- WORK TO DO
How many lines in the data below contain the string "dragon", with case counted? Reply with the number alone.

- Image outline annotation entries

■ ■ ■

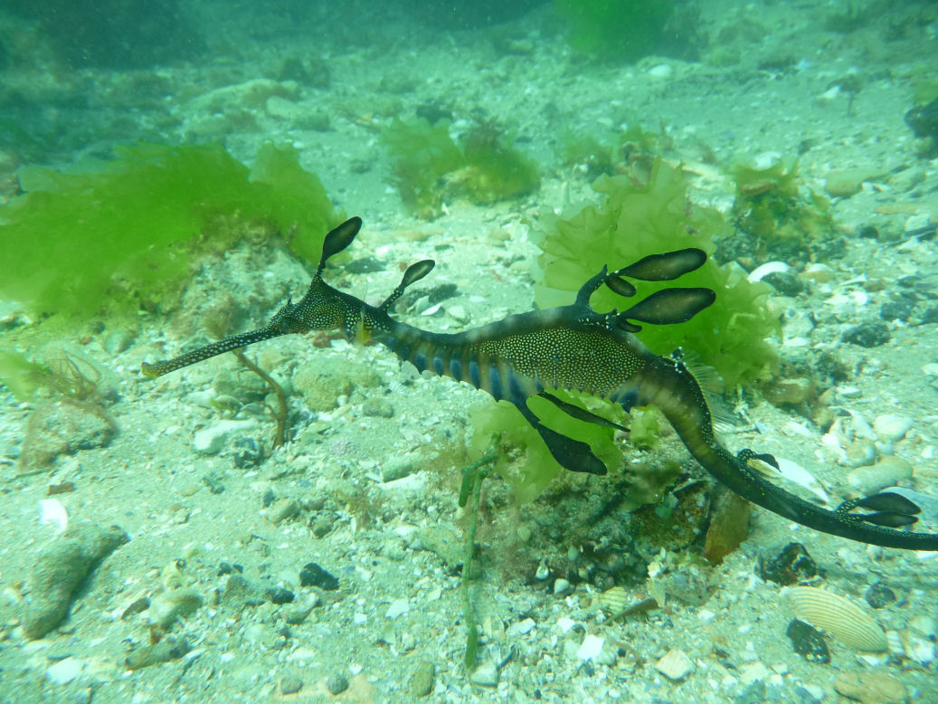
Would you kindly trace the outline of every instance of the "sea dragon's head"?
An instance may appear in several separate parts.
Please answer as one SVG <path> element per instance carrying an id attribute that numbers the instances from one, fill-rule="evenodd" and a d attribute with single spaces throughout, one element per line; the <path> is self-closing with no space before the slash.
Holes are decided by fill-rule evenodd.
<path id="1" fill-rule="evenodd" d="M 360 229 L 361 218 L 349 218 L 325 236 L 323 240 L 323 253 L 319 259 L 316 273 L 313 274 L 312 281 L 310 283 L 310 288 L 296 303 L 294 303 L 292 298 L 288 298 L 287 302 L 280 307 L 265 326 L 250 332 L 226 337 L 224 340 L 219 340 L 172 360 L 164 360 L 152 364 L 144 362 L 141 366 L 144 375 L 161 376 L 210 357 L 280 335 L 309 332 L 310 330 L 341 329 L 346 336 L 351 337 L 355 334 L 356 329 L 361 327 L 364 315 L 371 314 L 371 318 L 374 318 L 375 314 L 386 314 L 390 305 L 401 297 L 407 286 L 430 273 L 431 269 L 433 268 L 433 262 L 426 259 L 409 267 L 404 272 L 401 283 L 391 295 L 377 309 L 371 308 L 364 301 L 338 291 L 323 281 L 323 269 L 325 268 L 325 263 L 330 257 L 352 244 Z"/>

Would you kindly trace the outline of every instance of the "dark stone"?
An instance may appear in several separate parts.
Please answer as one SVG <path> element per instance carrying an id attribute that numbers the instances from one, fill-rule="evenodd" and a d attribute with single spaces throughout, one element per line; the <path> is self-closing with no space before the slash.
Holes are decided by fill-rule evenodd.
<path id="1" fill-rule="evenodd" d="M 774 559 L 766 560 L 760 556 L 756 574 L 767 582 L 787 586 L 813 579 L 822 571 L 804 545 L 789 543 Z"/>
<path id="2" fill-rule="evenodd" d="M 873 608 L 883 608 L 885 605 L 896 601 L 896 592 L 890 589 L 885 582 L 877 582 L 872 585 L 863 596 L 866 598 L 867 604 Z"/>
<path id="3" fill-rule="evenodd" d="M 281 695 L 295 695 L 301 689 L 303 689 L 303 681 L 296 677 L 296 675 L 285 675 L 280 680 Z"/>
<path id="4" fill-rule="evenodd" d="M 917 302 L 913 296 L 898 296 L 883 304 L 880 317 L 888 321 L 908 320 Z"/>
<path id="5" fill-rule="evenodd" d="M 331 694 L 340 695 L 349 688 L 349 681 L 341 675 L 329 675 L 325 678 L 325 688 L 328 689 Z"/>
<path id="6" fill-rule="evenodd" d="M 912 128 L 916 137 L 938 139 L 938 98 L 906 113 L 905 124 Z"/>
<path id="7" fill-rule="evenodd" d="M 271 604 L 290 604 L 296 595 L 284 587 L 268 587 L 264 590 L 264 596 Z"/>
<path id="8" fill-rule="evenodd" d="M 236 608 L 260 606 L 265 601 L 265 594 L 261 589 L 240 574 L 232 574 L 228 577 L 225 590 L 221 594 L 222 604 Z"/>
<path id="9" fill-rule="evenodd" d="M 922 312 L 922 325 L 938 323 L 938 306 L 930 306 Z"/>
<path id="10" fill-rule="evenodd" d="M 222 479 L 221 472 L 210 471 L 202 477 L 202 482 L 208 487 L 208 491 L 212 494 L 220 494 L 225 490 Z"/>
<path id="11" fill-rule="evenodd" d="M 315 562 L 308 562 L 299 571 L 299 583 L 302 587 L 319 587 L 326 591 L 339 589 L 339 580 Z"/>
<path id="12" fill-rule="evenodd" d="M 785 635 L 792 639 L 792 647 L 809 663 L 826 665 L 830 662 L 830 652 L 824 635 L 803 620 L 793 619 Z"/>
<path id="13" fill-rule="evenodd" d="M 234 454 L 232 459 L 238 469 L 257 467 L 264 461 L 264 451 L 257 440 L 249 436 L 243 436 L 234 440 Z"/>
<path id="14" fill-rule="evenodd" d="M 733 699 L 733 704 L 763 704 L 765 701 L 765 682 L 755 681 Z"/>
<path id="15" fill-rule="evenodd" d="M 773 271 L 771 274 L 767 274 L 763 281 L 782 296 L 797 296 L 805 290 L 804 282 L 798 278 L 797 274 L 791 271 Z"/>
<path id="16" fill-rule="evenodd" d="M 878 347 L 889 342 L 889 326 L 882 320 L 871 320 L 849 328 L 843 333 L 843 342 L 853 343 L 861 347 Z"/>

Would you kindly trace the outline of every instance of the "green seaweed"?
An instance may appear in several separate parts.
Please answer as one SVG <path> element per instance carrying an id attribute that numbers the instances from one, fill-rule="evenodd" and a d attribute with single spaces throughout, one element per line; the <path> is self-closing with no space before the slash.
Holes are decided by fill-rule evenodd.
<path id="1" fill-rule="evenodd" d="M 774 258 L 799 259 L 806 253 L 824 258 L 836 233 L 830 203 L 810 190 L 801 193 L 797 163 L 739 164 L 732 176 L 736 225 L 756 238 L 756 248 Z"/>
<path id="2" fill-rule="evenodd" d="M 674 12 L 672 2 L 643 0 L 554 0 L 554 8 L 568 23 L 574 49 L 627 61 L 654 54 L 661 46 Z"/>
<path id="3" fill-rule="evenodd" d="M 479 120 L 461 145 L 445 120 L 394 119 L 382 131 L 391 161 L 391 180 L 401 200 L 422 218 L 439 214 L 446 196 L 477 205 L 516 198 L 540 185 L 537 165 L 514 148 L 492 120 Z"/>
<path id="4" fill-rule="evenodd" d="M 479 121 L 462 140 L 465 168 L 457 190 L 477 205 L 517 198 L 540 187 L 537 164 L 511 146 L 494 121 Z"/>
<path id="5" fill-rule="evenodd" d="M 253 172 L 220 145 L 116 152 L 95 173 L 24 170 L 0 207 L 0 296 L 37 317 L 133 317 L 174 305 L 207 253 L 295 231 L 308 255 L 342 218 L 292 147 L 262 146 Z"/>
<path id="6" fill-rule="evenodd" d="M 381 141 L 391 161 L 391 181 L 404 207 L 420 217 L 435 216 L 443 193 L 440 180 L 464 164 L 449 136 L 449 124 L 395 117 L 382 130 Z"/>
<path id="7" fill-rule="evenodd" d="M 593 188 L 605 196 L 599 205 L 582 207 L 569 217 L 546 214 L 540 220 L 536 243 L 542 253 L 535 298 L 543 308 L 568 304 L 573 292 L 603 265 L 614 269 L 684 247 L 712 254 L 714 237 L 729 230 L 719 212 L 689 203 L 684 176 L 660 159 L 654 161 L 645 182 L 628 176 L 602 176 Z M 687 323 L 645 326 L 639 336 L 652 351 L 666 355 L 683 346 L 730 386 L 771 375 L 777 355 L 765 338 L 778 332 L 778 321 L 765 309 L 768 286 L 749 283 L 712 258 L 682 277 L 679 284 L 711 288 L 717 300 Z M 639 295 L 668 285 L 673 283 L 643 282 Z M 626 302 L 608 290 L 598 291 L 592 298 L 599 311 Z"/>
<path id="8" fill-rule="evenodd" d="M 620 424 L 626 421 L 626 413 L 620 406 L 563 390 L 553 393 L 562 401 L 586 407 L 591 413 L 609 421 Z M 615 443 L 613 428 L 572 418 L 546 399 L 530 398 L 528 406 L 548 427 L 589 444 L 607 470 L 619 468 L 622 451 Z M 483 452 L 494 443 L 500 451 L 494 471 L 511 486 L 516 502 L 527 503 L 537 498 L 563 471 L 537 432 L 510 403 L 499 401 L 494 407 L 487 406 L 473 409 L 470 419 L 473 426 L 472 450 Z"/>

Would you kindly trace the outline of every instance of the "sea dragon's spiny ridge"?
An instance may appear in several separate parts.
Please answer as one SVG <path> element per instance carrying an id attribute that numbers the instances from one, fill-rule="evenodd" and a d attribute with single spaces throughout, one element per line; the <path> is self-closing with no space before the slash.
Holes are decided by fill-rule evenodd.
<path id="1" fill-rule="evenodd" d="M 938 550 L 938 535 L 898 529 L 915 523 L 919 513 L 919 508 L 904 497 L 877 494 L 850 499 L 829 511 L 776 486 L 752 468 L 755 461 L 777 467 L 771 455 L 751 450 L 733 455 L 719 443 L 701 387 L 679 356 L 658 357 L 634 334 L 642 329 L 639 323 L 668 325 L 689 320 L 713 302 L 713 291 L 667 288 L 621 313 L 599 314 L 590 307 L 590 297 L 600 286 L 606 285 L 620 296 L 634 296 L 636 289 L 627 278 L 676 279 L 704 264 L 706 254 L 703 251 L 654 254 L 612 273 L 604 267 L 582 285 L 572 305 L 510 315 L 481 328 L 442 334 L 394 320 L 388 313 L 407 286 L 430 273 L 432 260 L 411 265 L 401 283 L 377 307 L 323 280 L 326 261 L 352 244 L 360 227 L 361 220 L 352 218 L 326 235 L 319 267 L 306 295 L 297 303 L 287 300 L 264 328 L 173 360 L 144 363 L 143 373 L 159 376 L 262 340 L 338 329 L 349 341 L 381 343 L 421 372 L 465 381 L 496 399 L 511 402 L 567 469 L 594 474 L 606 471 L 587 444 L 543 425 L 527 406 L 531 396 L 543 396 L 582 421 L 607 425 L 609 421 L 561 401 L 550 390 L 578 390 L 620 404 L 627 410 L 633 406 L 657 406 L 704 468 L 753 503 L 816 530 L 860 543 Z M 858 508 L 871 513 L 853 513 Z"/>

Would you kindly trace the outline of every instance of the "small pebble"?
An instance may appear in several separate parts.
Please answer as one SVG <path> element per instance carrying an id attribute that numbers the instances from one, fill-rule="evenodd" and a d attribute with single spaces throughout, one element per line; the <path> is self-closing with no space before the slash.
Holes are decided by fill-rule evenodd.
<path id="1" fill-rule="evenodd" d="M 280 680 L 280 694 L 295 695 L 303 689 L 303 681 L 295 675 L 287 675 Z"/>
<path id="2" fill-rule="evenodd" d="M 889 326 L 882 320 L 872 320 L 848 328 L 843 333 L 845 343 L 853 343 L 861 347 L 878 347 L 889 342 L 892 334 Z"/>
<path id="3" fill-rule="evenodd" d="M 305 621 L 312 610 L 322 605 L 319 594 L 305 594 L 299 601 L 292 604 L 283 612 L 283 620 L 292 626 Z"/>
<path id="4" fill-rule="evenodd" d="M 332 591 L 339 589 L 339 580 L 315 562 L 307 562 L 299 572 L 301 587 L 319 587 Z"/>
<path id="5" fill-rule="evenodd" d="M 873 419 L 873 431 L 881 440 L 897 442 L 905 437 L 914 424 L 915 421 L 908 416 L 887 413 Z"/>
<path id="6" fill-rule="evenodd" d="M 792 648 L 809 663 L 827 664 L 830 651 L 821 632 L 803 620 L 793 619 L 785 635 L 792 641 Z"/>
<path id="7" fill-rule="evenodd" d="M 676 682 L 694 671 L 694 664 L 684 650 L 673 648 L 655 663 L 655 668 Z"/>
<path id="8" fill-rule="evenodd" d="M 433 664 L 421 660 L 410 680 L 410 693 L 413 696 L 428 696 L 433 691 L 433 678 L 436 668 Z"/>
<path id="9" fill-rule="evenodd" d="M 908 697 L 905 686 L 885 672 L 841 672 L 834 689 L 862 704 L 901 704 Z"/>
<path id="10" fill-rule="evenodd" d="M 281 498 L 267 511 L 267 518 L 274 525 L 295 518 L 299 514 L 299 503 L 295 498 Z"/>
<path id="11" fill-rule="evenodd" d="M 83 666 L 82 661 L 77 658 L 59 660 L 46 669 L 46 679 L 55 684 L 68 684 L 82 674 Z"/>
<path id="12" fill-rule="evenodd" d="M 913 467 L 899 457 L 884 457 L 875 465 L 858 467 L 847 474 L 847 483 L 864 496 L 876 494 L 912 479 Z"/>
<path id="13" fill-rule="evenodd" d="M 886 586 L 885 582 L 872 585 L 863 596 L 867 604 L 873 608 L 883 608 L 885 605 L 896 601 L 896 593 Z"/>
<path id="14" fill-rule="evenodd" d="M 469 674 L 469 681 L 482 687 L 498 685 L 498 667 L 492 660 L 485 660 Z"/>
<path id="15" fill-rule="evenodd" d="M 192 444 L 198 452 L 218 454 L 232 436 L 247 433 L 256 424 L 253 421 L 219 421 L 196 433 Z"/>
<path id="16" fill-rule="evenodd" d="M 325 688 L 331 694 L 340 695 L 349 688 L 349 681 L 341 675 L 329 675 L 325 678 Z"/>

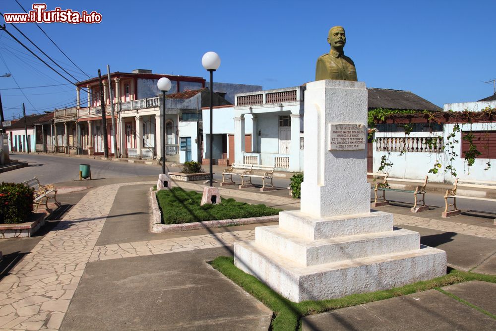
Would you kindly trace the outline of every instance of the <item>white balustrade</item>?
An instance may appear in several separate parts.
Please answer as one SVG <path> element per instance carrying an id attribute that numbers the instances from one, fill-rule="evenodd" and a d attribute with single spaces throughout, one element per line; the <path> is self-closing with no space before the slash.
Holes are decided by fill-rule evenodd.
<path id="1" fill-rule="evenodd" d="M 153 159 L 153 151 L 155 148 L 146 147 L 141 149 L 141 158 L 144 160 Z"/>
<path id="2" fill-rule="evenodd" d="M 137 148 L 127 148 L 127 157 L 129 158 L 137 158 Z"/>
<path id="3" fill-rule="evenodd" d="M 243 163 L 247 164 L 258 164 L 258 157 L 256 155 L 243 155 Z"/>
<path id="4" fill-rule="evenodd" d="M 276 168 L 289 168 L 289 158 L 287 156 L 275 156 L 274 158 Z"/>

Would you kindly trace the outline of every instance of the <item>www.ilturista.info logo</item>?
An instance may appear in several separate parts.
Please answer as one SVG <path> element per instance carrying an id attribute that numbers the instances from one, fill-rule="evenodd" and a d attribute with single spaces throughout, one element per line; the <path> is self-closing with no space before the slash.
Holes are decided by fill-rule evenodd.
<path id="1" fill-rule="evenodd" d="M 94 10 L 88 13 L 83 10 L 80 13 L 67 9 L 62 10 L 56 7 L 53 10 L 47 10 L 46 3 L 33 3 L 33 10 L 27 14 L 5 13 L 5 23 L 81 23 L 91 24 L 102 21 L 102 14 Z"/>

■ ■ ■

- WORKED ANSWER
2